Görevler
**a)** Özel okullarla ilgili metne göre şu soruları cevaplayın:
(i) Millî Eğitim Bakanlığı geçen yıl eğitim ücretine yüzde kaç zam sınırı getirdi?
(ii) 2021 yılının aralık ayında asgari ücret kaç TL idi?
(iii) Özel okul sektörü yaklaşık kaç öğretmen istihdam ediyor?
**b)** Özel okullarla ilgili metinde "Sektöre teşvik verilmeli!" sözlerini içeren yerle başlayıp "yılı hayırlı olsun." ile biten kısmı harfi harfine yazın.

Okunacak metin

Eylül ayında başlayacak okul fiyatlarının ocak ayında belirlenmesinin büyük sıkıntı yaratmaktadır. Özel eğitim sektörü bir yıl boyunca sabit fiyatla iş yapmayı garanti eden bir sektör konumunda. Maalesef ki bu şekilde çalışan başka bir sektör yok. Geçen yıl Millî Eğitim Bakanlığı açıklama yaptı, eğitim ücretine yüzde 65 zam sınırı getirdi. Oysa 2021 yılının aralık ayında 2.800 TL olan asgari ücret 2023 yılının temmuz ayında 11.400 TL’ye kadar geldi ve biz eğitimciler bir sonraki dönemi konuşacağız. Asgari ücret dört kat artmışken evvelki yıl yüzde 35, bu sene yüzde 65, toplamda yüzde 100-105 kümülatifte bir artış öngörülmüşse özel eğitim sektörünün bununla yaşama şansı çok mümkün değil.
Sektöre teşvik verilmeli!
Özel okul sektöründe 1,5 milyon civarında öğrencimiz mevcut ancak toplamda 3 milyon kontenjanımız bulunmakta. Bu kontenjanımızın yarısından çoğunun boş olduğu anlamına geliyor. Bununla birlikte yaklaşık 200 bin öğretmen istihdam ediyoruz. Eğer özel eğitim kurumları olmasaydı bu öğrenciler ve öğretmenler devlet okullarına yönelecekti. Bu da yeni okul binalarının inşa edilmesi, binlerce öğretmen alımı yapılması ve yeni yatırımların yapılmasını gerektirecekti. Özel eğitim sektörü temsilcileri olarak bizler de diyoruz ki bu maliyetlerin yerine devlet sektöre teşvik versin. 200 bin öğretmenin istihdamında devletimiz bizi sübvanse etsin.” açıklamasında bulundu.
Sistem nereden tutarsanız tutun dökülüyor. Söylenecek söz yok. Yeni eğitim yılı hayırlı olsun.

Gösterilen satırlar
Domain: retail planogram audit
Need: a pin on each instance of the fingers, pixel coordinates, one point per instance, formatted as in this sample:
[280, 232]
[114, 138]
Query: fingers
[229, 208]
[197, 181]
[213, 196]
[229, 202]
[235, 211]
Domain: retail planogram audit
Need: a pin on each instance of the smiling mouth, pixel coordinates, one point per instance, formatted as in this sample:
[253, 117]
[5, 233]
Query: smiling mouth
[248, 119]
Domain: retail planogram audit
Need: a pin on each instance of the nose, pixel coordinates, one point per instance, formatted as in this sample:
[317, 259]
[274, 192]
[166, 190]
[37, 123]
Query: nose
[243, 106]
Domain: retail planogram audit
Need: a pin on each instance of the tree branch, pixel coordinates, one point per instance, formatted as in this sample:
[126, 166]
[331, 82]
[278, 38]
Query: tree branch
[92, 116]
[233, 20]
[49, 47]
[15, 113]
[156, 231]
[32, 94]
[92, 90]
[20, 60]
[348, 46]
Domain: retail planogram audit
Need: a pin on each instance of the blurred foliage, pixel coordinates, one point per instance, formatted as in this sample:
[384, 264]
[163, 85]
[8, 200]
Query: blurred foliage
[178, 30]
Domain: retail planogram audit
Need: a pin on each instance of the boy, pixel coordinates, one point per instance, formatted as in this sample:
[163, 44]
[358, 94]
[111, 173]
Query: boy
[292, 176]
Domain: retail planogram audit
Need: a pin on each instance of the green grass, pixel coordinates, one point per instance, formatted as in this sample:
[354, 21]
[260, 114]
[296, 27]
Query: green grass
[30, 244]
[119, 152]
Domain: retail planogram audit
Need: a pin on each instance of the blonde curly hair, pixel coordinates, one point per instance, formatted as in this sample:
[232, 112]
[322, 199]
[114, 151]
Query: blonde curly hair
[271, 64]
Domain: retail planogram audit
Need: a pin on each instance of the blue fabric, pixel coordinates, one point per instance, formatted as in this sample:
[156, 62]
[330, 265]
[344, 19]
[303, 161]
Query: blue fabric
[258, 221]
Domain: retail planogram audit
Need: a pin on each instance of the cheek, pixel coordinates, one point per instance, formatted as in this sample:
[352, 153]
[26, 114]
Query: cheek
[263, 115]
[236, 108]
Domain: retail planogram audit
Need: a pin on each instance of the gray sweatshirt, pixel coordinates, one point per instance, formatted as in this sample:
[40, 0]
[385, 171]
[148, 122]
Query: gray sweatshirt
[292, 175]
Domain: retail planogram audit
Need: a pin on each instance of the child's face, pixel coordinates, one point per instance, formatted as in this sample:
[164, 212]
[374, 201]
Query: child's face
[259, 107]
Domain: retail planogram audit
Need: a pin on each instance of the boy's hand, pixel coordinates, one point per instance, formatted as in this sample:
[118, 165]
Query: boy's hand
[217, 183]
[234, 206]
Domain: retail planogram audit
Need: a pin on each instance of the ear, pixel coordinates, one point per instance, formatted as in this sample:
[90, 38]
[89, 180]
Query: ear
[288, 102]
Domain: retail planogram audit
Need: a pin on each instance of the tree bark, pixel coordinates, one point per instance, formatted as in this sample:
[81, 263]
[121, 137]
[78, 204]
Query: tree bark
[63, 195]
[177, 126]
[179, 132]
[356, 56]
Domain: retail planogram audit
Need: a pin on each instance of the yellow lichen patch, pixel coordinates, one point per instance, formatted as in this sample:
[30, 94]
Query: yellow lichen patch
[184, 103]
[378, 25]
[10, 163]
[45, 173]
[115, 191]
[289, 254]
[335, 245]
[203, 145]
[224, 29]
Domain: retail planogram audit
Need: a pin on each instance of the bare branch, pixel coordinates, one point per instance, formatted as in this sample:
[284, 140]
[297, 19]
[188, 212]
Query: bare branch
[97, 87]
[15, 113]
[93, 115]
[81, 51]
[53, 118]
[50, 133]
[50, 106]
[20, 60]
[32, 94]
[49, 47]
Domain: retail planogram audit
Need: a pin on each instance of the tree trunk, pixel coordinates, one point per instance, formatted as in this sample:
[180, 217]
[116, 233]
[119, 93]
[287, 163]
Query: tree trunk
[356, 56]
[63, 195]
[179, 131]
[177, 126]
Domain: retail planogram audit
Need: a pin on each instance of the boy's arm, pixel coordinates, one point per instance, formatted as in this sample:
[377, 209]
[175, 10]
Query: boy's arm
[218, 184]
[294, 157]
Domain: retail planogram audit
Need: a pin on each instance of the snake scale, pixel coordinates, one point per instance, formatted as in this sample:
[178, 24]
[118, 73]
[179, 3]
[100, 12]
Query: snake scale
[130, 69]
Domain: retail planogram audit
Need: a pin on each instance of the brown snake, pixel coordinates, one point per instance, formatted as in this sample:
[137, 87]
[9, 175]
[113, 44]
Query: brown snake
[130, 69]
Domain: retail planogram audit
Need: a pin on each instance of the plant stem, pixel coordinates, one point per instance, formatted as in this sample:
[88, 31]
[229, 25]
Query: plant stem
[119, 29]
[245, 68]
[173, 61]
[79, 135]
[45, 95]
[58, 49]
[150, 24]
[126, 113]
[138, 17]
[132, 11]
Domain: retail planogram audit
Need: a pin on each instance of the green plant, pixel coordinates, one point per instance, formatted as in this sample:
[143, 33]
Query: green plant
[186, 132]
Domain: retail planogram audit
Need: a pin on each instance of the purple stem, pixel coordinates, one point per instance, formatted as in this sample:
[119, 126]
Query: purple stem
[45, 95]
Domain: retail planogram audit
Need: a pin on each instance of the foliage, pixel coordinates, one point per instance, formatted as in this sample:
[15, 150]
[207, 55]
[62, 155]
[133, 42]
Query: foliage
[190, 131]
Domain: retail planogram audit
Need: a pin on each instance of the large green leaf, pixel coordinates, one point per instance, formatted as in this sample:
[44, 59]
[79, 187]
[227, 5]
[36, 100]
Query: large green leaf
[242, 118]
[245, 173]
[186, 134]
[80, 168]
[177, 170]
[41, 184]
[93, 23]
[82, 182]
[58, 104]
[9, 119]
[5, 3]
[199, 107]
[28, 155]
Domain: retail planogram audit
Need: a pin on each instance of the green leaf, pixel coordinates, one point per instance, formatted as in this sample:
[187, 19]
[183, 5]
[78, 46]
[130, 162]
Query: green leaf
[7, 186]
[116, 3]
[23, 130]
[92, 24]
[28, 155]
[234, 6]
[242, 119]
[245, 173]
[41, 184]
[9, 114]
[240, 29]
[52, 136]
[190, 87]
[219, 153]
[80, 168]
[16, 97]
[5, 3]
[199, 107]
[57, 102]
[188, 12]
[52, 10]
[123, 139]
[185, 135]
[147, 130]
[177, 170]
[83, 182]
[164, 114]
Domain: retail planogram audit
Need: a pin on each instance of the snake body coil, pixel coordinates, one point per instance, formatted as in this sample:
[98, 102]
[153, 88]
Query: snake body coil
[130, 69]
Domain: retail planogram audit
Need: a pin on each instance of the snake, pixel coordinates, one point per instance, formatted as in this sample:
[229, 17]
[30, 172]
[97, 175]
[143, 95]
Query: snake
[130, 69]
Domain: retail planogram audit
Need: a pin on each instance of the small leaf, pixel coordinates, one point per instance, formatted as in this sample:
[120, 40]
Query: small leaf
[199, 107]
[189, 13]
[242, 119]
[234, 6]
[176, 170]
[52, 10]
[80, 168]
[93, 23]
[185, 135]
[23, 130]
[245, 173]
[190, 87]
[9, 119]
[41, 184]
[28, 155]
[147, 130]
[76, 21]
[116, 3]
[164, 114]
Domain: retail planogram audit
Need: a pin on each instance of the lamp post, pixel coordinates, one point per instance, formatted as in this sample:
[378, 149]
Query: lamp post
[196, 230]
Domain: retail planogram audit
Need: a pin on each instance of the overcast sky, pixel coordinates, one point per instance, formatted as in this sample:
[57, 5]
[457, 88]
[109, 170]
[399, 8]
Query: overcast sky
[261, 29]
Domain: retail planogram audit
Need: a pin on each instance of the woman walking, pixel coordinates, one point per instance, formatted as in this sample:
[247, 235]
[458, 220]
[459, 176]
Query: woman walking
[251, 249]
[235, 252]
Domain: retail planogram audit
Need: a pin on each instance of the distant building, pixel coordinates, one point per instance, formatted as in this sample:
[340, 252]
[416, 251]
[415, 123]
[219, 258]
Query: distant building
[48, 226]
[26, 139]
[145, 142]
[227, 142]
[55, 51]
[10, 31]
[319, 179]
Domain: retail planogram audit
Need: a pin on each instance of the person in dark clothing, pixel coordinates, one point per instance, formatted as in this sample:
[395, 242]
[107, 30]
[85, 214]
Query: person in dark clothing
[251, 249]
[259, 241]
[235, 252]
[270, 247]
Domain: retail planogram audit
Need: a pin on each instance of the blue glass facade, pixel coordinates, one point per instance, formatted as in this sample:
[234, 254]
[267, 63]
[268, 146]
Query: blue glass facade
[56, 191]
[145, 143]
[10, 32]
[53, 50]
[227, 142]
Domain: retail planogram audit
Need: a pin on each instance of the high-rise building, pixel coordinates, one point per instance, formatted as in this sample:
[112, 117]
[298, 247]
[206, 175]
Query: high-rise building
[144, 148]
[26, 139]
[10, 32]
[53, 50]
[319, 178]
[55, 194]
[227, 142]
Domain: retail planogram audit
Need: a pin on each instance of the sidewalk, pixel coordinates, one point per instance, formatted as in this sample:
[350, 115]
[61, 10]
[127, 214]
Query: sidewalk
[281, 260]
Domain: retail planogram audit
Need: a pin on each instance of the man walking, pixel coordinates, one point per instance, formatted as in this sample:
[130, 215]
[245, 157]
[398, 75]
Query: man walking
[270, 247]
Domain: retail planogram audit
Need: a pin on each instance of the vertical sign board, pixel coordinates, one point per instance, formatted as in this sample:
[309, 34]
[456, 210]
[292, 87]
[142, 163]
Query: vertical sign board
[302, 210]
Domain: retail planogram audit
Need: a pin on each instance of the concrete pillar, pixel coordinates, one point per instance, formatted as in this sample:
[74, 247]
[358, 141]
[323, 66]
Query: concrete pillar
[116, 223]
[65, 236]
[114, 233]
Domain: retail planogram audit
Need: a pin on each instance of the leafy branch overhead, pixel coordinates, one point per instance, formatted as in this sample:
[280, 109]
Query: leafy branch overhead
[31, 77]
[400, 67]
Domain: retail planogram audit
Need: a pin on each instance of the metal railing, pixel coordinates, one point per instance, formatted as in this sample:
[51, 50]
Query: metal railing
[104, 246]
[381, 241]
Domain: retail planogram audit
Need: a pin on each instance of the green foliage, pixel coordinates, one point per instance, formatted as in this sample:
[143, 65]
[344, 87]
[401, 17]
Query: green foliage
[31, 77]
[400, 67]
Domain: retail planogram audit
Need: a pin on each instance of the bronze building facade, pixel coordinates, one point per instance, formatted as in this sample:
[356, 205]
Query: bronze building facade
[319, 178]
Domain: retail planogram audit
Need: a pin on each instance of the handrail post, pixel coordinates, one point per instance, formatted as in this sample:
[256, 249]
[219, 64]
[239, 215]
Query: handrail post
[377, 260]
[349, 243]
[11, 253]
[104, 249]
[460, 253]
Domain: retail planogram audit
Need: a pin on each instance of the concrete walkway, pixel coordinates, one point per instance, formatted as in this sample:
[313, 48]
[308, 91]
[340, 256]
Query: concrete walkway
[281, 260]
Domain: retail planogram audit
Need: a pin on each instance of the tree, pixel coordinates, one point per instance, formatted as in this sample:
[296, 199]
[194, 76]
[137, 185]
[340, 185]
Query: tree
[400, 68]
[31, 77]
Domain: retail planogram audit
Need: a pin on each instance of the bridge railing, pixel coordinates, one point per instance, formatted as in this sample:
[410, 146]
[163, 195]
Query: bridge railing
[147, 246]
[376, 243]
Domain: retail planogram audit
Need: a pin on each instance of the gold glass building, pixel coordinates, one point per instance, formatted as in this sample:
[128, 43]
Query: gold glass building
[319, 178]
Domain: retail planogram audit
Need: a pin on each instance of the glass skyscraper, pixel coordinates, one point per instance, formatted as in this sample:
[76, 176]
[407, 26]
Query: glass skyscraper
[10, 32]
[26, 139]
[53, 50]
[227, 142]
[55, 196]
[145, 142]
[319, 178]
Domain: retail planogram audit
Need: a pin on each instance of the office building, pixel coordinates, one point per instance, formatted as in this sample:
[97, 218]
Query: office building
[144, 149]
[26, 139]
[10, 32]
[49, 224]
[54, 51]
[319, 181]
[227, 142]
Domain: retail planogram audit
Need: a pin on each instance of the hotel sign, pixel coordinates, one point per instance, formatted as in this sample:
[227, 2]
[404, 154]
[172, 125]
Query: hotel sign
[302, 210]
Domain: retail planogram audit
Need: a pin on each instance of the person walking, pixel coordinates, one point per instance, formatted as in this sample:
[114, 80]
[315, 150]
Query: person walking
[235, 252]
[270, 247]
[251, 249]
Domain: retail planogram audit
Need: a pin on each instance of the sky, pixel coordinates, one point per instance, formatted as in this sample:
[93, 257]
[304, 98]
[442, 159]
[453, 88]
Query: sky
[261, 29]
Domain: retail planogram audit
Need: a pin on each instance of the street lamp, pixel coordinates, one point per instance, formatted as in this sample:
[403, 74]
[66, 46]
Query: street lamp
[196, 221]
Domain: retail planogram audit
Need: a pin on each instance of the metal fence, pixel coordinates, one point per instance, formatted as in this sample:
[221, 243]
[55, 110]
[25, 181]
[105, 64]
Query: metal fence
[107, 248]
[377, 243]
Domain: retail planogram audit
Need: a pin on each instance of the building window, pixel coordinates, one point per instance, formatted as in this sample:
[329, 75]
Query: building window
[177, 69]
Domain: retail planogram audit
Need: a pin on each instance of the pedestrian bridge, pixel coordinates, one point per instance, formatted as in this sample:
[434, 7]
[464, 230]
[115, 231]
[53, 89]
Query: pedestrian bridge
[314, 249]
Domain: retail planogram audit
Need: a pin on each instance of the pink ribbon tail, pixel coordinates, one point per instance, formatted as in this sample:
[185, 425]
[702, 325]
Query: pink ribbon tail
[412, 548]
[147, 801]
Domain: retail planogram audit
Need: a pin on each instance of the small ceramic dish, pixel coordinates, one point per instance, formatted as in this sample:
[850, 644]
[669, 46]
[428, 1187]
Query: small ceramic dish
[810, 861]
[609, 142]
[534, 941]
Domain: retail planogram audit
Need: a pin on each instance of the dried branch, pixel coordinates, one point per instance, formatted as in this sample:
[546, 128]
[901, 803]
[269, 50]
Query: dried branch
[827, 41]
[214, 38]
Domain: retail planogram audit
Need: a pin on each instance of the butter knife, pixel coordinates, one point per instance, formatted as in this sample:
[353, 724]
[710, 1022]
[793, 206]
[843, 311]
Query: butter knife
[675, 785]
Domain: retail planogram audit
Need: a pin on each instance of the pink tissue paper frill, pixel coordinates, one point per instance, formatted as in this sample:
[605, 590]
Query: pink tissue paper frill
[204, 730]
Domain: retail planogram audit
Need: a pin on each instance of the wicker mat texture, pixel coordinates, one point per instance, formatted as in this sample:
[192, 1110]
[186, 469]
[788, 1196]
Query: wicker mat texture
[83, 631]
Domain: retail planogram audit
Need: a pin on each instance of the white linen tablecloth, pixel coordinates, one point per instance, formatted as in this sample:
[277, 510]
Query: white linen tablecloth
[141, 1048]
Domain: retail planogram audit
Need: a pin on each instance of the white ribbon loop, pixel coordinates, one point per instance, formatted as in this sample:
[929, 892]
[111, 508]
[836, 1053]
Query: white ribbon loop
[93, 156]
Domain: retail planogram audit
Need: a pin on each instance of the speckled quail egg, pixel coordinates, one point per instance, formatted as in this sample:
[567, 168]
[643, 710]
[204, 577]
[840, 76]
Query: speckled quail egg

Sıralı çözümler
**a)**
(i) Yüzde 65.
(ii) 2.800 TL.
(iii) Yaklaşık 200 bin.

**b)**
Sektöre teşvik verilmeli!
Özel okul sektöründe 1,5 milyon civarında öğrencimiz mevcut ancak toplamda 3 milyon kontenjanımız bulunmakta. Bu kontenjanımızın yarısından çoğunun boş olduğu anlamına geliyor. Bununla birlikte yaklaşık 200 bin öğretmen istihdam ediyoruz. Eğer özel eğitim kurumları olmasaydı bu öğrenciler ve öğretmenler devlet okullarına yönelecekti. Bu da yeni okul binalarının inşa edilmesi, binlerce öğretmen alımı yapılması ve yeni yatırımların yapılmasını gerektirecekti. Özel eğitim sektörü temsilcileri olarak bizler de diyoruz ki bu maliyetlerin yerine devlet sektöre teşvik versin. 200 bin öğretmenin istihdamında devletimiz bizi sübvanse etsin.” açıklamasında bulundu.
Sistem nereden tutarsanız tutun dökülüyor. Söylenecek söz yok. Yeni eğitim yılı hayırlı olsun.